EXERCISE DIRECTIONS:
Exactly as they appear, transcribe the entries and skip any pictures.

************

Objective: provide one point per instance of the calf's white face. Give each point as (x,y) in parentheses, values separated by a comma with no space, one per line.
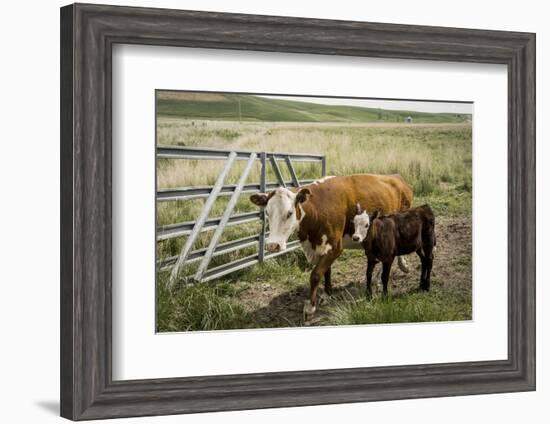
(284,212)
(361,224)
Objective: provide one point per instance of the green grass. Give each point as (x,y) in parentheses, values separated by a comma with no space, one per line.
(435,158)
(433,306)
(201,307)
(237,107)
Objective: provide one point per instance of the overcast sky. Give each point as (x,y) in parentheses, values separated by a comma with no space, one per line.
(418,106)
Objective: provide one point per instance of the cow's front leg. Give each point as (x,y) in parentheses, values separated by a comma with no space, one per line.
(386,268)
(371,263)
(322,267)
(328,283)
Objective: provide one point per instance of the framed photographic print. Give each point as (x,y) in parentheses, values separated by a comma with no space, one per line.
(268,211)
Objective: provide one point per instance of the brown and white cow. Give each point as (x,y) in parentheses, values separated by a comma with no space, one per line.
(322,213)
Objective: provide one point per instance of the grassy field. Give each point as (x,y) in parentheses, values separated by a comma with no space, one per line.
(434,157)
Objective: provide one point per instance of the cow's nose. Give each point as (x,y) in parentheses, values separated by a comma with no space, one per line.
(273,247)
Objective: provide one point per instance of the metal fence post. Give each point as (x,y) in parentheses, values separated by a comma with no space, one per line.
(201,219)
(293,176)
(277,171)
(225,217)
(261,240)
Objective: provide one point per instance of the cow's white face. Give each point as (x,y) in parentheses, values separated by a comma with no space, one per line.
(361,223)
(284,212)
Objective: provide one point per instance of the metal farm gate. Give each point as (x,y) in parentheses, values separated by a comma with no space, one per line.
(192,229)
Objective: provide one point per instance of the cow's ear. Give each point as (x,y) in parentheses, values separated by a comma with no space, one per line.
(259,199)
(303,195)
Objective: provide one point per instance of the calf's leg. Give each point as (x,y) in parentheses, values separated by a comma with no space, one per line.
(426,270)
(371,263)
(386,268)
(323,265)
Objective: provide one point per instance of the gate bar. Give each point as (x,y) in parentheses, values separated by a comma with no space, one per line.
(202,218)
(225,217)
(261,245)
(277,171)
(295,181)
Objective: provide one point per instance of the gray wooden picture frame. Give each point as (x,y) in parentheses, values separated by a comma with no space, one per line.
(88,33)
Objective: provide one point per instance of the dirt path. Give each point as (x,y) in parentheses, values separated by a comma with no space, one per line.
(279,307)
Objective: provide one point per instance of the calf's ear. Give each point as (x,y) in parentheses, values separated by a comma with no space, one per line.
(259,199)
(303,195)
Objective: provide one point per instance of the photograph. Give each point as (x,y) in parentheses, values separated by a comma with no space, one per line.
(297,211)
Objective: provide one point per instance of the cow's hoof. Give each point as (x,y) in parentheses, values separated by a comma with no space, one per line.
(324,298)
(309,311)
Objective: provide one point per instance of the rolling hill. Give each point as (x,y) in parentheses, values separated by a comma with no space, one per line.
(245,107)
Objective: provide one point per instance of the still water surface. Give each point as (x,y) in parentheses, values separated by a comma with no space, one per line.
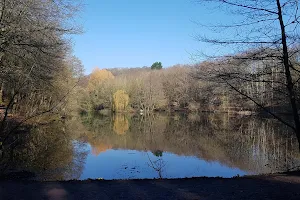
(159,146)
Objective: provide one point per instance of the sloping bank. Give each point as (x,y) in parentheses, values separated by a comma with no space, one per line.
(276,186)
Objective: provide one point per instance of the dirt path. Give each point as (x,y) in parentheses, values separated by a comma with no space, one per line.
(258,187)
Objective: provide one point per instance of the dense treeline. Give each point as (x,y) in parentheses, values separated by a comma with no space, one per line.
(38,73)
(37,70)
(191,87)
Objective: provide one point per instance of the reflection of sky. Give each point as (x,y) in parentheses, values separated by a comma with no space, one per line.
(128,164)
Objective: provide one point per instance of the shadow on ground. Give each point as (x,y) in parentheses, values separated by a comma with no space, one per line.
(257,187)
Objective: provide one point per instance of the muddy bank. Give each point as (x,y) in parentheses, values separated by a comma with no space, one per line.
(279,186)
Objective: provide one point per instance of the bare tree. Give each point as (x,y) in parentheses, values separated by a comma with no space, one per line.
(267,33)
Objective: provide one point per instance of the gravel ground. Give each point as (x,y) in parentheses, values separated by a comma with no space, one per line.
(280,186)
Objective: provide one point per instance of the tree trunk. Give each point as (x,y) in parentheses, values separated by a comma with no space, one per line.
(289,80)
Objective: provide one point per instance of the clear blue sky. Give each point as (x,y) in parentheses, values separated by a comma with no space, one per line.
(136,33)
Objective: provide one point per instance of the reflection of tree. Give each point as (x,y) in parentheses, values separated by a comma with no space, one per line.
(249,143)
(121,124)
(49,152)
(157,153)
(99,148)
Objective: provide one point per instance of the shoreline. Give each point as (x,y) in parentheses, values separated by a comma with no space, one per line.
(274,186)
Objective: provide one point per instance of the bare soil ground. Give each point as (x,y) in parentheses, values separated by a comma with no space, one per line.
(277,186)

************

EXERCISE RESPONSE:
Objective: provide one point per instance of the calf's white face. Give each point as (x,y) in parentheses, values separated by a comma with no space, one per line.
(284,212)
(361,224)
Objective: provide one point per instance of the green grass. Give each point as (x,y) in parentheses, values separated by a comma with no space, one per line.
(435,158)
(433,306)
(201,307)
(237,107)
Objective: provide one point per instance of the overcast sky. Give each point as (x,y) in parentheses, values separated by a comma with no space, one per line.
(418,106)
Objective: provide one point per instance of the cow's front leg. Give each point as (x,y) in parentheses, values separated by a comma with no space, one per line.
(386,268)
(371,263)
(322,267)
(328,283)
Objective: provide one point per instance of the framed photographic print. Give each point as (x,y) in parentheses, values separated by a comma with no space, one per line.
(268,211)
Objective: provide one point per instance of the brown and white cow. Give each point as (x,y) in parentheses, values separated by a comma with no space, one per line.
(322,213)
Objective: provide one point per instance of the grassy field. Give each point as (x,y) in parentheses, values separated by a comma with no space, one per line.
(434,157)
Objective: provide one point per instance of the cow's nose. Give each point as (x,y) in parentheses, values separated by a comma with no space, one per line.
(273,247)
Objective: provide one point per instance of the metal fence post. Give each point as (x,y) in parentheses, values separated by a comma with no space, one per line.
(201,219)
(293,176)
(277,171)
(225,217)
(261,240)
Objective: provide one point per instance of the cow's white face. Give each point as (x,y) in parentheses, values separated by a comma with no space, one per line.
(361,223)
(284,212)
Objective: provide one point per instance of the metal farm gate. Give each point as (x,y) in parentheses, values separated by a comma with no space, one per line.
(192,229)
Objective: provide one point per instance of the cow's ear. Give each point as (x,y) in parentheses, values separated by a comma with no space, one per line.
(259,199)
(303,195)
Objective: provide one point per instance of the calf's leg. Give each point as (x,y) in parentheses, values separated by a comma with no space, one per line.
(426,270)
(371,263)
(386,268)
(323,265)
Objective: provide one point per instance of the gate bar. Give each point as (x,y) in parentheses, values separated by a comma with no space, one per line.
(202,218)
(225,217)
(261,245)
(277,171)
(295,181)
Objective: provide one point per instance of the gray wooden picture frame. Give each point as (x,y) in parentheses, values separated by a comma with no space, one per line.
(88,33)
Objective: provide one point per instance of the dirt path. Give each point as (x,y) in parentheses, values separated by a comma with no space, one per line.
(279,307)
Objective: provide one point per instance of the calf's ear. Give each point as (x,y) in parentheses, values separated by a comma with no space, one per line.
(259,199)
(303,195)
Objective: provide one point per instance of the photograph. Give each point as (x,y) in parentheses, values separated by a comma with no space, one per line.
(297,211)
Objective: provide one point per instance of the cow's hoof. Give each point as (x,y) in parentheses, values separated by a comma with no space, one per line.
(324,298)
(309,311)
Objective: provide one point per instance of the rolling hill. Give each point as (x,y) in parentheses, values separated by a comma with no space, one per line.
(245,107)
Objective: provide one point per instance of the still water surface. Give each point as (x,y) in parentheses, values separated by a comma with no space, one per line.
(159,146)
Objective: provide one point per instance of the sloping bank. Give each point as (x,y) in parentheses, values separated by a comma with no space, one per line.
(276,186)
Objective: provide one point per instance of the dirt path. Give each point as (x,y) in parentheses, values separated by a comma with no space, one per line.
(258,187)
Objective: provide one point per instance of the dense treeline. Give each point as (x,y) in parentheses, values separated by a comma with no space, one per line.
(38,73)
(37,70)
(191,87)
Objective: provide one point per instance of the reflection of sky. Give each point as (x,y) in parentheses, values separated by a comma with no space, one per line.
(128,164)
Objective: provide one point per instance of the shadow on ground. Give each point as (x,y) in parentheses, values separated by a comma with no space, one per line.
(257,187)
Objective: provide one point per instance of the muddy bank. Give each point as (x,y) in parentheses, values separated by a comma with no space, one per line.
(279,186)
Objective: provide one point per instance of the bare tree. Give each point as (x,y) in parentheses, values separated by a comma with no space, one per line.
(267,33)
Objective: provide one point per instance of the gravel ground. Give each point as (x,y) in parentheses, values separated by a comma with no space, one per line.
(280,186)
Objective: provide one point per instance of the tree trunk. Give each point as (x,y) in parentheses, values separated by a comma with no space, one per line.
(289,80)
Objective: provide one point per instance of the clear blue sky. Give each point as (x,y) in parentheses, values separated by a comma with no space, one per line.
(136,33)
Objective: provide one point per instance of the reflection of tree. Give each point as (x,y) in parentheses, values separated by a comma with no space, one per line.
(249,143)
(121,124)
(49,152)
(157,153)
(99,148)
Objective: provide one point per instance of the shoreline. Give each point as (x,y) in parentheses, values separated by a comma with no space, one per line.
(274,186)
Objective: provide one point per instance of the bare soil ground. Give each point as (x,y) in parentheses, values separated by a comma with no space, one per line.
(277,186)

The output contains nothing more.